__WHAT IS ASKED__
Copy the records from the start through the line containing "[[707, 58]]", swapping "marker" for "point" and changing nothing else. Leave the pictures out.

_ _ _

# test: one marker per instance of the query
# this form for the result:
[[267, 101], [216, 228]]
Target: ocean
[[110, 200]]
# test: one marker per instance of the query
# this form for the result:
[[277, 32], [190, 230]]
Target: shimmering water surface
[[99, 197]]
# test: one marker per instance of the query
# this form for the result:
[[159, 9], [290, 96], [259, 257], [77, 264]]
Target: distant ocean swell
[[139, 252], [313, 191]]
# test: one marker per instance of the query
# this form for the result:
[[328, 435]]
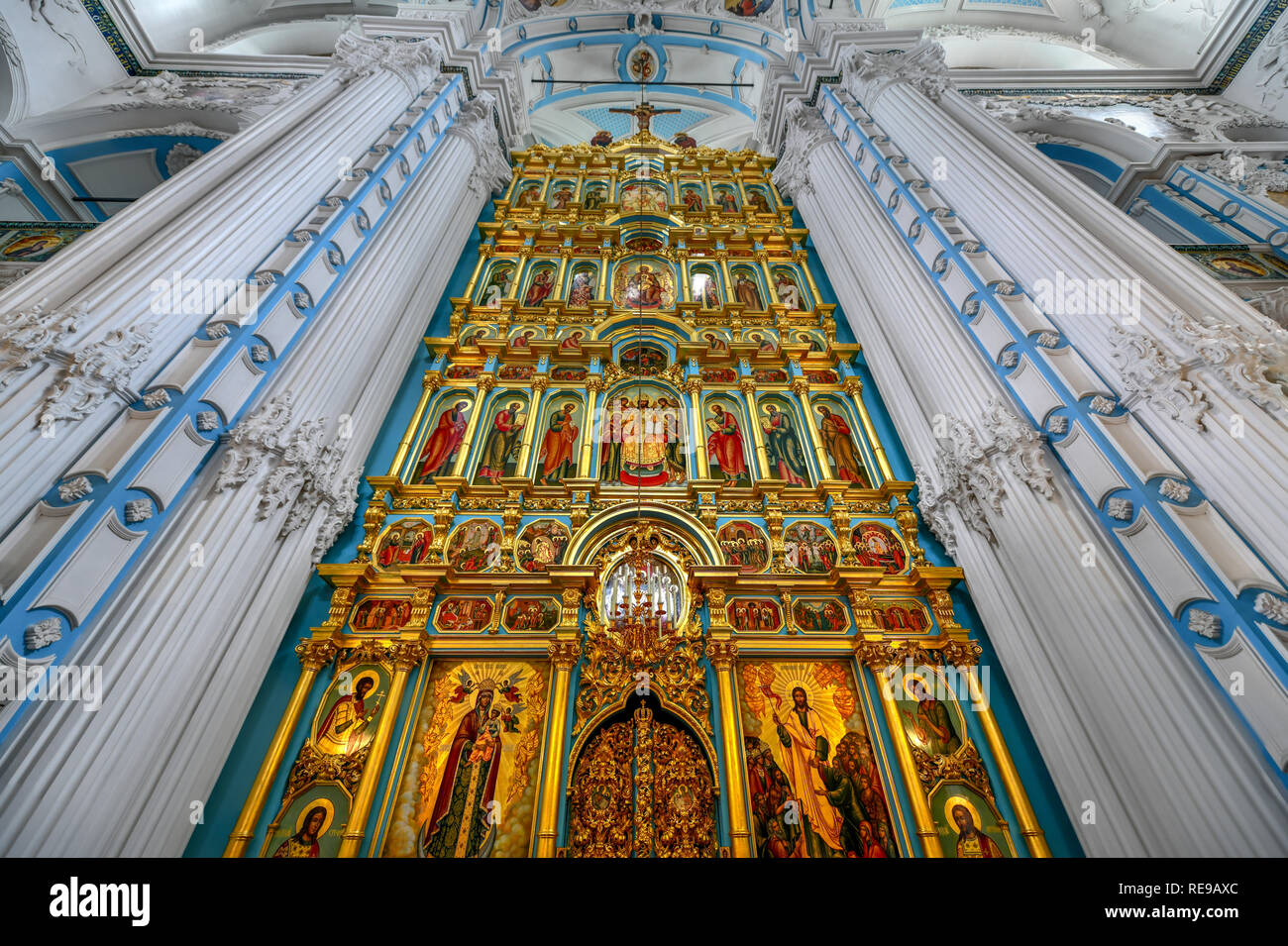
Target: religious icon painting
[[531, 614], [704, 287], [787, 287], [642, 63], [809, 547], [450, 420], [876, 546], [496, 284], [725, 198], [820, 615], [541, 545], [743, 545], [469, 786], [644, 360], [527, 193], [755, 615], [310, 825], [502, 438], [349, 713], [644, 284], [404, 542], [561, 194], [746, 288], [692, 196], [928, 710], [903, 617], [765, 340], [593, 193], [840, 442], [541, 284], [464, 614], [759, 200], [30, 246], [523, 336], [969, 825], [643, 438], [380, 614], [785, 442], [806, 743], [557, 457], [476, 546], [716, 341], [726, 442], [644, 197], [814, 343], [583, 284]]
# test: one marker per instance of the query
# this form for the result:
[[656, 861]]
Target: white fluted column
[[213, 224], [1050, 231], [184, 649], [1122, 714]]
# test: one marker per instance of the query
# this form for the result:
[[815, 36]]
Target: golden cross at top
[[644, 112]]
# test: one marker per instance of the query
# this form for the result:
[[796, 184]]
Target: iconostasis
[[640, 579]]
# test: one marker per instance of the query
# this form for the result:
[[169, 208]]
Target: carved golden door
[[642, 789]]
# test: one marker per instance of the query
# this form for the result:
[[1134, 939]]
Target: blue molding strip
[[108, 498], [1234, 610]]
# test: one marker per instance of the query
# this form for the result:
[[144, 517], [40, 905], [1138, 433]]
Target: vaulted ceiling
[[707, 58]]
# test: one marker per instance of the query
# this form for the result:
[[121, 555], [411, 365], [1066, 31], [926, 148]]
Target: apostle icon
[[643, 288], [838, 443], [557, 450], [502, 444], [583, 288], [540, 288], [344, 730], [561, 198], [786, 457], [445, 443], [931, 726], [497, 287], [789, 292], [747, 292], [971, 842], [312, 825], [725, 447]]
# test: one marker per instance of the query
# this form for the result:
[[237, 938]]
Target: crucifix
[[644, 112]]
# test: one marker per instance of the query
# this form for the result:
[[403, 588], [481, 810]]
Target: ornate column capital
[[565, 654], [476, 124], [407, 654], [415, 63], [721, 654], [867, 75], [316, 654], [805, 132]]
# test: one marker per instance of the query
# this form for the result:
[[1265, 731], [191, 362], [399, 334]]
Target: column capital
[[866, 75], [805, 132], [316, 654], [415, 63], [476, 124]]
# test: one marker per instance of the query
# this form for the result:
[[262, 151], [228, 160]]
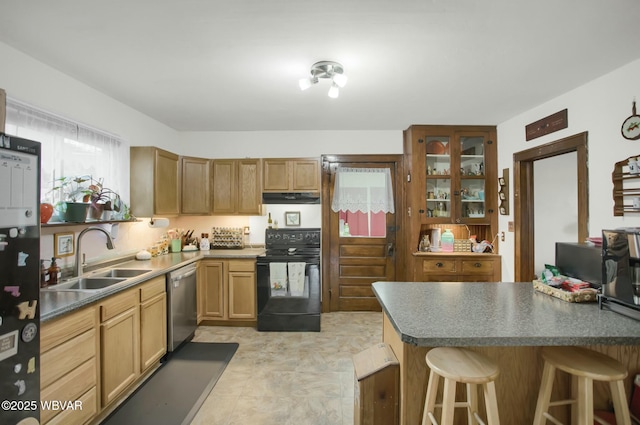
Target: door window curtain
[[363, 197], [69, 148]]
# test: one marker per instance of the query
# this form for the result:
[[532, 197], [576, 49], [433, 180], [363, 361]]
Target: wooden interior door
[[352, 264]]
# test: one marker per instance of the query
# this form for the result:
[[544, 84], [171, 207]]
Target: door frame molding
[[523, 197], [398, 193]]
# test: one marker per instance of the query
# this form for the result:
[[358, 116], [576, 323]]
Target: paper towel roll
[[159, 222]]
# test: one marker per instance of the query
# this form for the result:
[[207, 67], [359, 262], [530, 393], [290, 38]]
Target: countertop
[[497, 314], [56, 303]]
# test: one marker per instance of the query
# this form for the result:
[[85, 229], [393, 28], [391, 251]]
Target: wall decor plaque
[[547, 125]]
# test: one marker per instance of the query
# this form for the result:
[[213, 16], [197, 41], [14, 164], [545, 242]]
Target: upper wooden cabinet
[[452, 173], [155, 182], [196, 186], [236, 186], [291, 175]]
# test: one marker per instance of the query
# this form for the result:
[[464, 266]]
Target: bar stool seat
[[465, 366], [584, 366]]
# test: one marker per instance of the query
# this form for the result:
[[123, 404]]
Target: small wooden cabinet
[[457, 267], [153, 322], [291, 175], [196, 186], [227, 290], [626, 187], [237, 186], [119, 344], [69, 366], [155, 182]]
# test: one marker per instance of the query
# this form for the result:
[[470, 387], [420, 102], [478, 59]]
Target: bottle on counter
[[55, 273], [446, 240], [204, 242], [44, 275]]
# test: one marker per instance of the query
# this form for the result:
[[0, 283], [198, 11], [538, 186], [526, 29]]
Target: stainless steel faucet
[[79, 264]]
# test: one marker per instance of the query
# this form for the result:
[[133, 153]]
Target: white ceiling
[[212, 65]]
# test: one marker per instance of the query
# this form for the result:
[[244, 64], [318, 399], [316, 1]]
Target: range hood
[[291, 198]]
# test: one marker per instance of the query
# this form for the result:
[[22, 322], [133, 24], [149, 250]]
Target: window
[[69, 148]]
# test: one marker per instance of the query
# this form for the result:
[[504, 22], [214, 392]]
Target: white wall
[[599, 108]]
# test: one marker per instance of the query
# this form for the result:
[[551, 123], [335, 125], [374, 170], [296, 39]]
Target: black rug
[[175, 392]]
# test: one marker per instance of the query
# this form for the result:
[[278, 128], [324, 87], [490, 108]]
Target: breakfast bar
[[510, 323]]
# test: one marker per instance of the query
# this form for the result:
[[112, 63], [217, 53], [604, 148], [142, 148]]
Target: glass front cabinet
[[453, 174], [452, 179]]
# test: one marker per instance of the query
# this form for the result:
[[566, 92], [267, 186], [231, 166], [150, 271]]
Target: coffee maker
[[621, 271]]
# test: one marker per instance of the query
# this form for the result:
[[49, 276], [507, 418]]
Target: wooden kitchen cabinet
[[457, 267], [237, 186], [291, 175], [155, 182], [451, 182], [195, 191], [227, 291], [119, 344], [69, 366], [153, 322]]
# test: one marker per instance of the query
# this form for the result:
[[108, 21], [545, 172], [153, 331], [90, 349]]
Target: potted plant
[[102, 200], [70, 193]]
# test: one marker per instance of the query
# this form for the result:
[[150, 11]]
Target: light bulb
[[334, 91], [304, 83], [340, 79]]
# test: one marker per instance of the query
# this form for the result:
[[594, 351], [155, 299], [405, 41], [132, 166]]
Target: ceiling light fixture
[[328, 70]]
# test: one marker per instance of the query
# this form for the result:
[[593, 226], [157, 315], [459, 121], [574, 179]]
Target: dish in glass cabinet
[[436, 147]]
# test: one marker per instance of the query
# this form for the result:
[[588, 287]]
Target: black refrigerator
[[20, 280]]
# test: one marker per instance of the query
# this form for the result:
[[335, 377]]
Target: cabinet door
[[306, 175], [242, 295], [211, 294], [120, 354], [153, 330], [249, 187], [224, 186], [196, 182], [166, 183], [276, 175]]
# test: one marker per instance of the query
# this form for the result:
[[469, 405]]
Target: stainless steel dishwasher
[[181, 306]]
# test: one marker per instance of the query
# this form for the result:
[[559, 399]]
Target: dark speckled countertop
[[56, 303], [497, 314]]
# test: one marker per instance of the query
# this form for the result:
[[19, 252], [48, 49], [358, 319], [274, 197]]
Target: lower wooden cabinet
[[69, 366], [227, 290], [457, 267], [97, 354], [153, 322], [119, 344]]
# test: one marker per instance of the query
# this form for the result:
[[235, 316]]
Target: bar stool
[[465, 366], [584, 366]]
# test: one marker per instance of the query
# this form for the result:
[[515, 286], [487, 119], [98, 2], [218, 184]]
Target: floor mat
[[176, 390]]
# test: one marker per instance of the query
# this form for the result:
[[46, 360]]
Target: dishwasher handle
[[175, 278]]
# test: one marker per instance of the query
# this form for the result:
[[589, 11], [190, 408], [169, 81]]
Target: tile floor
[[289, 378]]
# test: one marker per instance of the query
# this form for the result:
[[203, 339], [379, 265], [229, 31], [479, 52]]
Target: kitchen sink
[[87, 284], [127, 273]]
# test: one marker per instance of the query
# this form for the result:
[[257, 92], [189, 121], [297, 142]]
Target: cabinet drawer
[[79, 416], [117, 304], [477, 266], [439, 266], [152, 288], [56, 332], [70, 387], [66, 357], [242, 266]]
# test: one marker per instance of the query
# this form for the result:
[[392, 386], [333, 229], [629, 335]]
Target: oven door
[[282, 311]]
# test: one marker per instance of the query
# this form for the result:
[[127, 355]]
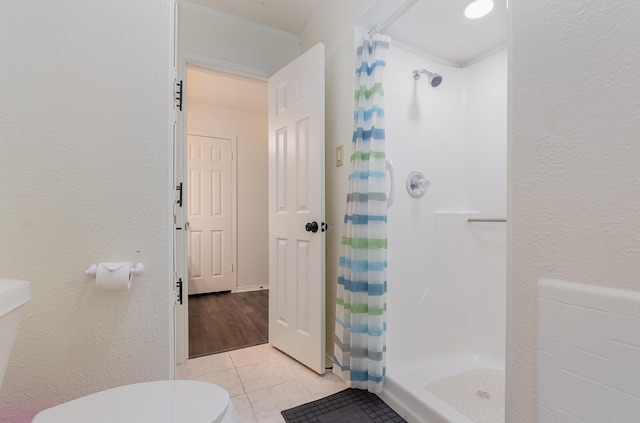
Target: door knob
[[311, 227]]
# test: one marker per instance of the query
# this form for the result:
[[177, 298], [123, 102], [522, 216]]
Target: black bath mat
[[348, 406]]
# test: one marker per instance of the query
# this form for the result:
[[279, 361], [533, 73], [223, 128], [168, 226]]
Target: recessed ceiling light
[[478, 8]]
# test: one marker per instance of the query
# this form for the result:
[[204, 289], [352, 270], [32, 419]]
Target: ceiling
[[436, 28], [287, 15]]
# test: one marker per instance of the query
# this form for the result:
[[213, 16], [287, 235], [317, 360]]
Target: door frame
[[234, 200], [186, 61]]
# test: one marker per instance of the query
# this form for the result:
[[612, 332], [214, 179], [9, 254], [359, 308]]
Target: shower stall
[[447, 248]]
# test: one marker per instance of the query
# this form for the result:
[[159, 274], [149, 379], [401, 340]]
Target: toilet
[[165, 401]]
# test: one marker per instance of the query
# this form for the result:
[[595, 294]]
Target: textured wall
[[84, 165], [575, 179], [253, 194]]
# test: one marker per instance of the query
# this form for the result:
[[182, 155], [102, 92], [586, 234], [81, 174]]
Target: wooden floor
[[224, 321]]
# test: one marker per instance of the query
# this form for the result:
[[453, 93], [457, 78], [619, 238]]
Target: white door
[[296, 203], [210, 186]]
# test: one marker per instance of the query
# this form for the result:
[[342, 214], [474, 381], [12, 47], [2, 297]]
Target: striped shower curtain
[[360, 339]]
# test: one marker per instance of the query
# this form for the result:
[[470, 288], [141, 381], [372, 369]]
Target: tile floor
[[261, 381]]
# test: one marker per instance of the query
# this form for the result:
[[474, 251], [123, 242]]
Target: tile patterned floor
[[261, 381]]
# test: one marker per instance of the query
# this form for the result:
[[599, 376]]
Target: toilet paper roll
[[113, 276]]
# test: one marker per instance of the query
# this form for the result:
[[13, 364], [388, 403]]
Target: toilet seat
[[169, 401]]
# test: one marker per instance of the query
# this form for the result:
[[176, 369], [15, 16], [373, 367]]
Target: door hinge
[[179, 95], [179, 292], [179, 194]]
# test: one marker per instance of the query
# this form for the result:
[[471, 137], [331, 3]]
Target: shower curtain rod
[[397, 14]]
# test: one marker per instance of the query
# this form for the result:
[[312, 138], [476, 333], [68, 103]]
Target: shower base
[[448, 390]]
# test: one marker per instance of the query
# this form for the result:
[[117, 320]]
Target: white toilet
[[168, 401]]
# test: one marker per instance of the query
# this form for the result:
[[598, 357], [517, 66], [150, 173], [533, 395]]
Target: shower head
[[434, 78]]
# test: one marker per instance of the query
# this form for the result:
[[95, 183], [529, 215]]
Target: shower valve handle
[[311, 227]]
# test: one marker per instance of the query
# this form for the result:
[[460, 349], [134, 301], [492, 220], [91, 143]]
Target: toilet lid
[[169, 401]]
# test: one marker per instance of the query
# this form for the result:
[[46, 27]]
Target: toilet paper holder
[[136, 269]]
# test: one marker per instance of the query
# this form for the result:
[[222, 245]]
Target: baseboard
[[252, 288]]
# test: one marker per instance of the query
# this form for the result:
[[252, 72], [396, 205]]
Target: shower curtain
[[360, 339]]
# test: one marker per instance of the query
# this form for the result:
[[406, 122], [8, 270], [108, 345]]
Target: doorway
[[227, 134]]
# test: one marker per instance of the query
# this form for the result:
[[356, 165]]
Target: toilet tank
[[13, 295]]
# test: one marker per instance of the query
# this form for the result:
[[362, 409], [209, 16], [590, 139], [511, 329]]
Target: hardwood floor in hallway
[[222, 322]]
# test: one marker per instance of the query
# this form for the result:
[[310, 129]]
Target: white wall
[[84, 163], [575, 179], [229, 42], [251, 130]]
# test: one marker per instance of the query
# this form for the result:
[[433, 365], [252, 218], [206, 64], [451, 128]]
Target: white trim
[[223, 67], [174, 356], [255, 27]]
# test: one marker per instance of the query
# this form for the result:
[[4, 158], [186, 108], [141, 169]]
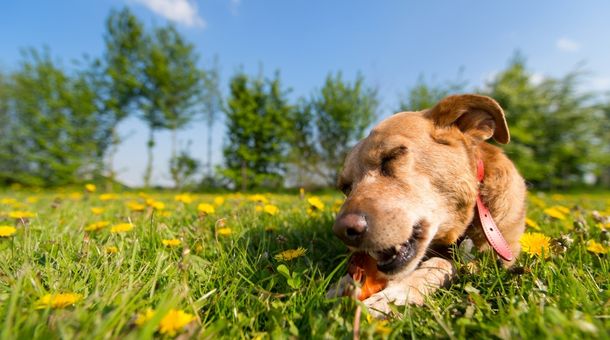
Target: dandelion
[[142, 318], [97, 210], [205, 208], [219, 200], [21, 214], [135, 206], [58, 300], [536, 244], [111, 250], [315, 203], [97, 226], [121, 228], [171, 243], [224, 231], [290, 254], [555, 212], [109, 197], [184, 198], [32, 199], [174, 321], [157, 205], [532, 224], [6, 231], [8, 201], [271, 209], [258, 198], [596, 248]]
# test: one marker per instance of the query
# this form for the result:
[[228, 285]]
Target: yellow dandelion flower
[[184, 198], [596, 248], [142, 318], [174, 321], [271, 209], [58, 300], [337, 205], [315, 203], [218, 200], [536, 244], [171, 243], [258, 198], [111, 250], [121, 228], [97, 226], [32, 199], [157, 205], [532, 224], [290, 254], [8, 201], [21, 214], [97, 210], [224, 231], [75, 196], [555, 213], [135, 206], [6, 230], [205, 208], [109, 197], [537, 201]]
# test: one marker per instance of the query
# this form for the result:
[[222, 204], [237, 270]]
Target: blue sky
[[390, 42]]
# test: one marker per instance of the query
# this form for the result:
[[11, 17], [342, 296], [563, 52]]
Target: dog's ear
[[477, 116]]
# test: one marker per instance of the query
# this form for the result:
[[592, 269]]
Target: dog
[[412, 187]]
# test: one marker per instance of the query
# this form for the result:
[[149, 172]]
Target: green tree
[[55, 138], [118, 76], [343, 111], [212, 107], [552, 125], [258, 124], [172, 88]]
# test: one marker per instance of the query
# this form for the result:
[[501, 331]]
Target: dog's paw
[[380, 304], [344, 287]]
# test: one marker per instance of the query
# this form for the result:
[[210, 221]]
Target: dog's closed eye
[[388, 157]]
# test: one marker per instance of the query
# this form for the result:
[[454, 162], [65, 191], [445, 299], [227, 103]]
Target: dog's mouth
[[393, 259]]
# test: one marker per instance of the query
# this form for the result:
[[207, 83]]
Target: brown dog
[[412, 186]]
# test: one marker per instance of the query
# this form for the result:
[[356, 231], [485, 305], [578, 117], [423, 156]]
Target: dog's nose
[[350, 228]]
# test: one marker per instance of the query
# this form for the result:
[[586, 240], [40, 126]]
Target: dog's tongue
[[363, 269]]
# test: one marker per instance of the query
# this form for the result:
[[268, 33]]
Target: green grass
[[232, 286]]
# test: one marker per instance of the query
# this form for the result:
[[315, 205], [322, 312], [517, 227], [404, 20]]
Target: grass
[[225, 274]]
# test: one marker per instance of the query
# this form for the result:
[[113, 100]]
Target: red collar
[[492, 233]]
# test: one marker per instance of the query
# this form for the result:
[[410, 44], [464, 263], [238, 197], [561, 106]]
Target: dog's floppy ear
[[477, 116]]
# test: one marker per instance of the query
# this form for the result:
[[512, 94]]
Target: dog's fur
[[414, 179]]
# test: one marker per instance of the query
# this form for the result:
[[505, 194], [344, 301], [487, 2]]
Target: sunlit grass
[[238, 265]]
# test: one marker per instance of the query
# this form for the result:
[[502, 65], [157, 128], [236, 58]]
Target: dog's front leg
[[413, 289]]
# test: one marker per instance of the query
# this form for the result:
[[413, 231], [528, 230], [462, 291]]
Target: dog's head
[[413, 181]]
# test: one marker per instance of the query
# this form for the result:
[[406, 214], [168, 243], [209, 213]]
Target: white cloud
[[567, 45], [180, 11]]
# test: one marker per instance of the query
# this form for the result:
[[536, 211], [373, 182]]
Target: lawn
[[142, 265]]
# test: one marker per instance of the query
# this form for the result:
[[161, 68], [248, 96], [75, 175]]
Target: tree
[[212, 107], [552, 125], [424, 95], [258, 124], [343, 111], [171, 89], [118, 76], [55, 136]]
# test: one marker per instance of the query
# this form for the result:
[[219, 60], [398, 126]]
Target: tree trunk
[[149, 164], [244, 176], [209, 156]]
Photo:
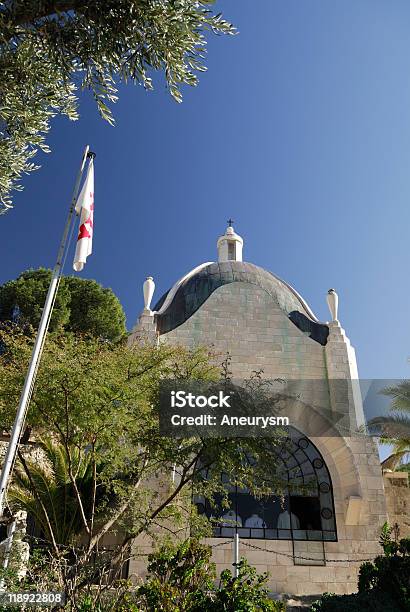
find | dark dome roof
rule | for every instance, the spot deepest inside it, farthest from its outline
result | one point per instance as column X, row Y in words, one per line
column 189, row 294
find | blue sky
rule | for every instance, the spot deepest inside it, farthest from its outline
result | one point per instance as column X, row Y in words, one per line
column 300, row 130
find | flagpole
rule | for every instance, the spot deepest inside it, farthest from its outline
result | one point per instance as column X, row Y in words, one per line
column 38, row 346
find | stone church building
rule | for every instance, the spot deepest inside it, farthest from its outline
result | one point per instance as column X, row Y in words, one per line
column 318, row 542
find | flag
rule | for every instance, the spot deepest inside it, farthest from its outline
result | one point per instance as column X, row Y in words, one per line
column 85, row 208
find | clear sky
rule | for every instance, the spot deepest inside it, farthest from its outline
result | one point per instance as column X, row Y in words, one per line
column 300, row 130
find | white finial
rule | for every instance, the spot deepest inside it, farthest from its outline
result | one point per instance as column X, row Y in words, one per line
column 230, row 245
column 333, row 303
column 148, row 289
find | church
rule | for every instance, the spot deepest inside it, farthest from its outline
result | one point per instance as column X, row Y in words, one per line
column 317, row 541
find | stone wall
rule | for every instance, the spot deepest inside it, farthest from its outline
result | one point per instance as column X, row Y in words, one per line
column 247, row 322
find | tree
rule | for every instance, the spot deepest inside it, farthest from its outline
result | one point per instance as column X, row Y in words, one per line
column 395, row 428
column 81, row 306
column 51, row 48
column 99, row 402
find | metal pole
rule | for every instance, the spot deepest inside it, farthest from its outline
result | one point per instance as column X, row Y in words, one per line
column 7, row 550
column 38, row 345
column 236, row 554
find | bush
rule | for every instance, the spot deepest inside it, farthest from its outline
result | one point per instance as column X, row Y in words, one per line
column 181, row 579
column 384, row 584
column 245, row 593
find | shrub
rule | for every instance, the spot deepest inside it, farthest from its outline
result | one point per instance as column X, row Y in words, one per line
column 384, row 584
column 181, row 579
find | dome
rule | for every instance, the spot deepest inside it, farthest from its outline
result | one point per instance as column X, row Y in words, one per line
column 179, row 303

_ _ _

__RESULT BELOW__
# test: one point per instance of the query
# this form for the result:
[[267, 101], [216, 228]]
Target: ocean
[[110, 200]]
# test: one point per instance of the query
# this form for the result:
[[277, 32], [190, 230]]
Target: shimmering water surface
[[99, 197]]
# test: one point per instance of the query
# this form for the result:
[[159, 9], [290, 96], [259, 257], [77, 264]]
Target: distant ocean swell
[[139, 252], [313, 191]]
# test: one point per instance of the query
# this form for the result:
[[328, 435]]
Target: religious icon painting
[[531, 614], [704, 287], [787, 287], [642, 63], [809, 547], [450, 420], [876, 546], [496, 284], [725, 198], [820, 615], [541, 545], [743, 545], [469, 786], [644, 360], [527, 193], [755, 615], [310, 825], [502, 438], [349, 713], [644, 284], [404, 542], [561, 194], [746, 288], [692, 196], [928, 710], [903, 617], [765, 340], [593, 193], [840, 442], [541, 284], [464, 614], [759, 200], [30, 246], [523, 336], [969, 825], [643, 438], [380, 614], [785, 442], [806, 743], [557, 457], [476, 546], [716, 341], [726, 442], [644, 197], [814, 343], [583, 284]]
# test: one point per instance of the query
# this form for the result:
[[656, 861]]
Target: white fluted column
[[213, 224], [1050, 231], [184, 649], [1122, 714]]
# test: one point per instance of the query
# this form for the result:
[[815, 36]]
Target: golden cross at top
[[644, 112]]
# test: one point per instance of the query
# this form for the result:
[[796, 184]]
Target: iconostasis
[[640, 579]]
# test: one point per instance of the query
# this form for the result:
[[169, 208]]
Target: carved golden door
[[642, 789]]
# test: one point per instance of the query
# this form for the result:
[[1134, 939]]
Target: blue molding strip
[[108, 498], [1234, 610]]
# test: one point per instance of the query
# this form for the result:
[[144, 517], [40, 905], [1138, 433]]
Target: vaulted ceiling
[[707, 58]]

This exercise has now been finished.